**WORK TO BE COMPLETED:**
Can you reproduce the listing below line for line, with no changes?

**DATA TO PROCESS:**

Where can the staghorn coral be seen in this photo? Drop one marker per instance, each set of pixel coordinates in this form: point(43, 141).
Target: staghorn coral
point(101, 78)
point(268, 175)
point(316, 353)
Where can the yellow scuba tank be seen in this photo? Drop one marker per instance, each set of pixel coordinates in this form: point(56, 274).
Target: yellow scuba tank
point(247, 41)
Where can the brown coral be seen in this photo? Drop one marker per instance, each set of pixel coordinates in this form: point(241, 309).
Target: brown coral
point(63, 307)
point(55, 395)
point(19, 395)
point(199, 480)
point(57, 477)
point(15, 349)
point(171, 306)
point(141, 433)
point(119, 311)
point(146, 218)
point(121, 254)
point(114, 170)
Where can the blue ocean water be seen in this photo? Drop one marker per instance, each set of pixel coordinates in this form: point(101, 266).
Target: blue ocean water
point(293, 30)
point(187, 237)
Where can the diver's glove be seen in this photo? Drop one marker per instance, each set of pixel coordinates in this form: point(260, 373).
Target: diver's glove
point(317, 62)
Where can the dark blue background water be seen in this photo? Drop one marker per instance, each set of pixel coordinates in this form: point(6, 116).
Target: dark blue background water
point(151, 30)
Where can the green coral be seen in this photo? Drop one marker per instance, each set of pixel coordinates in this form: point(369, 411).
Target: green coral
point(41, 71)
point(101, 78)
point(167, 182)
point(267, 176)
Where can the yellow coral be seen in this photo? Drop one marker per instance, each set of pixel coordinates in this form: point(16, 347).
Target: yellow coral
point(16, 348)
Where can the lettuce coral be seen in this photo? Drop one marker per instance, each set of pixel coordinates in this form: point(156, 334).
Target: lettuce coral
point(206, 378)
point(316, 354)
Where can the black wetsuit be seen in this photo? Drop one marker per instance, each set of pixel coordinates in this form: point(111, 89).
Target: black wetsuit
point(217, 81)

**PROBLEM SOLUTION:**
Where can the staghorn coral be seen in this photo? Drop one marker per instance, each set of pixel coordinates in this form: point(43, 141).
Target: staghorn coral
point(101, 78)
point(268, 175)
point(316, 353)
Where can the yellow scuba tank be seen in this photo? Drop one marker per instance, each set of pixel coordinates in this form: point(56, 274).
Target: yellow scuba tank
point(247, 41)
Where can the brown coral be seen in this photo? Drop one marker per instance, each set of pixel coordinates in this form: point(241, 309).
Target: brown coral
point(63, 307)
point(55, 395)
point(19, 395)
point(199, 480)
point(57, 477)
point(15, 349)
point(171, 306)
point(141, 433)
point(119, 311)
point(146, 218)
point(121, 254)
point(114, 170)
Where can the blue ocean water be seen in this photo? Drop one marker per instance, each set of pixel coordinates in this form: point(101, 266).
Target: blue ocean water
point(293, 30)
point(187, 237)
Where can the diver's glove be seen in this photo? Drop one marker per instance, each set of pixel coordinates in this form: point(260, 373).
Target: diver's glove
point(317, 62)
Where can the dark blue background water be seen in this photo? Drop one marker per instance, each set of pixel coordinates in this form: point(6, 116).
Target: dark blue background water
point(151, 30)
Where can the green coral be seen in this photo? Drop one marker per instance, each set of pixel coordinates in this form: point(369, 411).
Target: green coral
point(41, 71)
point(101, 78)
point(167, 182)
point(267, 176)
Where can the yellow coral be seen in this photo? Drop one marker per instance, each set of pixel coordinates in this form: point(16, 347).
Target: yellow coral
point(16, 348)
Where can the lettuce coral be seen in this photo? Drop one marker per instance, each set of pixel coordinates in this form: point(156, 334).
Target: lettuce coral
point(206, 378)
point(316, 354)
Where can the black wetsuit be seen in this photo? Drop one marker per instance, each set of pixel coordinates in this form: point(111, 89).
Target: black wetsuit
point(217, 81)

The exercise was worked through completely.